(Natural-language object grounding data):
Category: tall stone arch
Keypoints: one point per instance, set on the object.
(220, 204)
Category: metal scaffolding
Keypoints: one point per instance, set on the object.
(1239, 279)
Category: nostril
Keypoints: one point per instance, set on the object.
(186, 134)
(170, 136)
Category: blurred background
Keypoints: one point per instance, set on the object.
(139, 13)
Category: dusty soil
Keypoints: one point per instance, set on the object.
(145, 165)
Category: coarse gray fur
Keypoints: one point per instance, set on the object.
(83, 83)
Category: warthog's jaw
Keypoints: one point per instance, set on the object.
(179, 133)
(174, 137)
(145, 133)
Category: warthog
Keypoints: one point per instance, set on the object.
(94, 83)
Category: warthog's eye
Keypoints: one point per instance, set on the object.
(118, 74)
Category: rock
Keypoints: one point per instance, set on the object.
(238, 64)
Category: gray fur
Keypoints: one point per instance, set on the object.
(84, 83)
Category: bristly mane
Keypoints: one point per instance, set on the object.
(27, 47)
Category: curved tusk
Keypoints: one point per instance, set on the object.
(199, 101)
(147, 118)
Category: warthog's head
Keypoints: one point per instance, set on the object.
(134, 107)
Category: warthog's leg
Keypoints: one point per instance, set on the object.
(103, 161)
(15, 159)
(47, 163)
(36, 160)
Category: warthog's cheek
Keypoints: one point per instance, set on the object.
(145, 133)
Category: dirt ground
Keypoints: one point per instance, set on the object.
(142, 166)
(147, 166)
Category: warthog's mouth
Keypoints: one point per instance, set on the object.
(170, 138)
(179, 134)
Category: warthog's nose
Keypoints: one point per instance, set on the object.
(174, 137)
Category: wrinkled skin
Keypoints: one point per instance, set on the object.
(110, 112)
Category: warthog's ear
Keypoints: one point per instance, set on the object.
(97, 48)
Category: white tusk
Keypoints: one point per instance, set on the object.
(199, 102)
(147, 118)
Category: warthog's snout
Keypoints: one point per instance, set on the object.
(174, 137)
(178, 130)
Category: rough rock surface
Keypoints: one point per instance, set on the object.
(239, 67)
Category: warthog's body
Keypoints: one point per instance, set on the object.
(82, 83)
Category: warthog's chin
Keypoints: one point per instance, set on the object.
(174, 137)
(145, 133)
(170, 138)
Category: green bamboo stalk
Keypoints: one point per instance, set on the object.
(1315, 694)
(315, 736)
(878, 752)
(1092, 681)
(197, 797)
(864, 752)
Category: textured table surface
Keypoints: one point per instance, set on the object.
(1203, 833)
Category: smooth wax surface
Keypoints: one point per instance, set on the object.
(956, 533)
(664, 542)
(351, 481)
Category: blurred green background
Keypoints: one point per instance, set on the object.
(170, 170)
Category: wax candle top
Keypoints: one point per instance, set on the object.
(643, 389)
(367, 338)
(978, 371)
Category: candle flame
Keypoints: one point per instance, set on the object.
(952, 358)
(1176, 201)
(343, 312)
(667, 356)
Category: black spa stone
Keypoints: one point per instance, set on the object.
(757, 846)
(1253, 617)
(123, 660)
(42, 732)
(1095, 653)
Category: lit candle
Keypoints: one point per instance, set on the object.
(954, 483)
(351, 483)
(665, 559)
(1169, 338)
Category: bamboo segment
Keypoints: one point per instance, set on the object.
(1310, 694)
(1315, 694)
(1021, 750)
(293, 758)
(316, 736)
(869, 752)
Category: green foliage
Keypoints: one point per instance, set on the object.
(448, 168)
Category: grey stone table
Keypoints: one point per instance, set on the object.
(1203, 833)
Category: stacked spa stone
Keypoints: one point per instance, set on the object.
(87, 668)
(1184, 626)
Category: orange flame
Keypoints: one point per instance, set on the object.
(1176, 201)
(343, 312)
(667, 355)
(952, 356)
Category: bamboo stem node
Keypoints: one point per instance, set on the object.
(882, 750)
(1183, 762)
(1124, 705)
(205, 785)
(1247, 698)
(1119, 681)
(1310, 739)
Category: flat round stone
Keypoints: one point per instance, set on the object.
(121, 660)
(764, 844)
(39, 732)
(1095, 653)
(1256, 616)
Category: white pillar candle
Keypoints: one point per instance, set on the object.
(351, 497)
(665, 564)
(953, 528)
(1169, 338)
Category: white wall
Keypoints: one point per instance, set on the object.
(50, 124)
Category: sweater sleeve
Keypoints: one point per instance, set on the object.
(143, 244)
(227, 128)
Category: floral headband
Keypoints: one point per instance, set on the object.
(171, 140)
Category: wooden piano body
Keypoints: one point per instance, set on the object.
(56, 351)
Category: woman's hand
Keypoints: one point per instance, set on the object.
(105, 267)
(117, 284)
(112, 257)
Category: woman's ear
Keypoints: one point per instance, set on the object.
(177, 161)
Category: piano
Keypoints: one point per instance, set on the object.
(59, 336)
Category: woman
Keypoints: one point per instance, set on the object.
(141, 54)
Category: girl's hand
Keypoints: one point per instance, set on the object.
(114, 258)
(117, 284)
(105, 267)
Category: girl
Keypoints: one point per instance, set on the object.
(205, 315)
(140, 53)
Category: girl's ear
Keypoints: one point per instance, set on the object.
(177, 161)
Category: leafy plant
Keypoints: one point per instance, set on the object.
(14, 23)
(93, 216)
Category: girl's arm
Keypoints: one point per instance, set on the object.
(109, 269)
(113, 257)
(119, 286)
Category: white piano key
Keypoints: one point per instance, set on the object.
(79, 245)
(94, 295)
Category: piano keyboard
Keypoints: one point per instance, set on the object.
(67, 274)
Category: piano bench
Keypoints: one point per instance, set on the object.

(WHAT IS NEEDED): Set down each line of the data precisely as it appears above.

(REPLY):
Category: tall stone arch
Keypoints: one point per instance, set on the object.
(220, 204)
Category: metal scaffolding
Keypoints: one point per instance, set on the object.
(1239, 279)
Category: nostril
Keypoints: one point per instance, set on the object.
(186, 134)
(170, 136)
Category: blurred background
Keypoints: one point per instance, set on the object.
(139, 13)
Category: dusty soil
Keypoints: one point per instance, set on the object.
(145, 165)
Category: coarse gray fur
Keypoints: one point per instance, set on the object.
(83, 83)
Category: warthog's jaw
Keypoints: one point per instance, set on the object.
(179, 133)
(174, 137)
(145, 133)
Category: warthog
Keypoints: one point per instance, set on the object.
(94, 83)
Category: warthog's eye
Keypoints: one point per instance, set on the object.
(118, 74)
Category: rock
Keypoints: one point per instance, set on the object.
(238, 64)
Category: gray fur
Keypoints: one point per instance, set on the object.
(84, 83)
Category: bristly mane
Keypoints: one point per instance, set on the object.
(27, 47)
Category: curved tusk
Keypoints: one point per instance, set on the object.
(199, 101)
(147, 118)
Category: warthog's head
Keypoints: one point per instance, set on the object.
(134, 107)
Category: warthog's leg
Keypoints: one point per instance, set on the object.
(103, 161)
(15, 159)
(47, 163)
(36, 160)
Category: warthog's cheek
Keypoints: one point per instance, set on the object.
(145, 133)
Category: dirt ground
Keypoints: one point per instance, set on the object.
(142, 166)
(147, 166)
Category: warthog's mouth
Keypoints: one point per instance, set on the object.
(170, 138)
(179, 134)
Category: warthog's nose
Keypoints: one point per instance, set on the object.
(174, 137)
Category: wrinkled skin
Keypoints: one point per instance, set on the object.
(110, 112)
Category: warthog's ear
Keypoints: one point per instance, set on the object.
(97, 48)
Category: white tusk
Keypoints: one point per instance, set on the object.
(199, 102)
(147, 118)
Category: warthog's snout
Keypoints: one point per instance, set on the object.
(174, 137)
(178, 130)
Category: rough rock surface
Keypoints: one point per instance, set on the object.
(239, 67)
Category: warthog's body
Keypoints: one point per instance, set on the object.
(82, 83)
Category: warthog's chin
Keypoints: one point per instance, set on the object.
(174, 137)
(145, 133)
(170, 138)
Category: green bamboo stalk
Keypoints: one point per instance, set on the object.
(1315, 694)
(315, 736)
(878, 752)
(1092, 681)
(197, 797)
(864, 752)
Category: textured table surface
Keypoints: one point per instance, set on the object.
(1203, 833)
Category: smooth wax surface
Keypoints: one point per instance, set on the object.
(956, 533)
(664, 542)
(351, 481)
Category: blurred green background
Keypoints: one point per instance, set on the object.
(170, 170)
Category: wax candle top
Keypoints: one point per instance, set on the object.
(643, 389)
(367, 338)
(978, 371)
Category: candle flame
Keypoints: one point per instance, set on the object.
(952, 358)
(1176, 201)
(343, 312)
(667, 356)
Category: black spa stone
Keypoints: one point per instance, set on the object.
(757, 846)
(1253, 617)
(123, 660)
(42, 732)
(1095, 653)
Category: lit candle
Keypoints: one point per instance, set on the object.
(954, 483)
(351, 483)
(665, 559)
(1169, 338)
Category: bamboo segment
Keypoints: one point per instance, set on the object.
(1310, 694)
(1315, 694)
(1021, 750)
(293, 758)
(316, 736)
(869, 752)
Category: green foliage
Keypoints: one point per instance, set on the object.
(448, 168)
Category: grey stone table
Keypoints: one point per instance, set on the object.
(1203, 833)
Category: stacked spa stone
Keypoints: one point per instance, set on the object.
(87, 668)
(1184, 626)
Category: orange flame
Keypoints: one point per instance, set on the object.
(1176, 201)
(343, 312)
(667, 355)
(952, 356)
Category: bamboo stem node
Keypoints: one point per instance, set on the object.
(882, 750)
(1183, 762)
(1124, 705)
(205, 785)
(1247, 698)
(1119, 681)
(1310, 739)
Category: flat round stone
Keypoints: one point per instance, set on the object.
(121, 660)
(764, 844)
(39, 732)
(1095, 653)
(1256, 616)
Category: white pillar candle
Keypoints: one point per instance, set on the object.
(351, 497)
(665, 564)
(953, 528)
(1169, 338)
Category: white wall
Keypoints: one point per instance, set on the object.
(50, 124)
Category: sweater sleeve
Keypoints: one point per instance, set on the object.
(143, 244)
(227, 128)
Category: floral headband
Keypoints: one point per instance, set on the object.
(171, 140)
Category: wooden piano body
Keypoints: one point per instance, set on the object.
(56, 351)
Category: woman's hand
Keypoints: one point per instance, set on the object.
(105, 267)
(117, 284)
(112, 257)
Category: woman's ear
Keypoints: one point per instance, set on the object.
(177, 161)
Category: piano
Keypoints: one point per instance, set on the object.
(59, 336)
Category: woman
Keypoints: one point per instance, set on the object.
(141, 54)
Category: girl's hand
Keypoints: one point per instance, set on the object.
(114, 258)
(117, 284)
(105, 267)
Category: girl
Keypoints: one point per instance, set on the object.
(205, 315)
(140, 53)
Category: girl's ear
Keypoints: one point per instance, set on the object.
(177, 161)
Category: leafy plant
Keypoints: one point per instance, set on the object.
(14, 23)
(93, 216)
Category: girl's arm
Keypoints: one point per instance, set on the object.
(109, 269)
(113, 257)
(119, 286)
Category: white piano key
Keypoints: one point per instance, set on the object.
(79, 245)
(94, 295)
Category: piano keyboard
Keypoints: one point per instance, set on the object.
(67, 274)
Category: piano bench
Keypoints: one point per instance, set on the object.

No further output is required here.